■ Detalles del problema ■
Retoma el texto sobre los niños que dirigen y los que prefieren seguir instrucciones, y continúalo a partir de su última oración.

■ Bloque de texto ■
De la misma forma, existen los niños que les gusta recibir instrucciones y seguirlas, pues así se sienten más seguros y cómodos. Es otro perfil, es el niño que ejecuta sin mayores cuestionamientos, es reacio al cambio y no se hace notar, pasa desapercibido. Si éstos no existieran, los primeros no tendrían razón de ser, se necesitan mutuamente. El que nace con las habilidades de dirigir, siempre quiere rodearse de pares que les guste ser mandados, por defecto.
El entorno es clave en el desarrollo de dichas cualidades, si no es propicio, el niño líder no se potenciará o no se encausará en la dirección adecuada, la cual estaría representada por no sólo fomentarle su don de mando, sino enseñarle a conseguir cambios, a transformar positivamente al resto y no a abusar de su poder para utilizar al más débil.

■ Filas de datos ■
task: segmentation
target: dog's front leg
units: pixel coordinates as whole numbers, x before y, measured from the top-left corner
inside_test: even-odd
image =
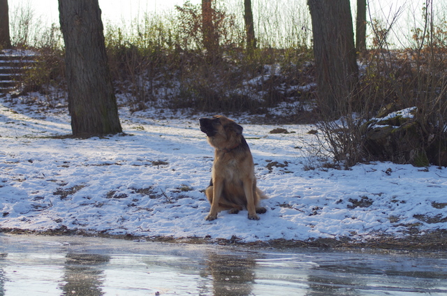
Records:
[[[244,192],[247,198],[247,209],[249,211],[249,219],[259,220],[256,214],[256,207],[254,205],[253,180],[249,179],[244,181]]]
[[[217,213],[219,213],[219,202],[222,195],[224,189],[224,182],[221,180],[213,180],[212,187],[212,202],[211,203],[211,209],[210,214],[205,218],[206,221],[212,221],[217,219]]]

■ Resultado de la tarea ■
Crearle conciencia de lo que significa un liderazgo bien ejercido es clave. No es limitarse a mandar, de hecho podemos advertir jefes en organizaciones, que cumplen sólo ese rol. El verdadero líder conduce, pero también motiva y convierte, el desafío es bastante más transcendental.
El medio social, familiar y cultural, podrá hacer de estos niños futuros líderes, haciendo que esas cualidades destaquen y se dirijan óptimamente o, sencillamente, desaparezcan y queden en el olvido.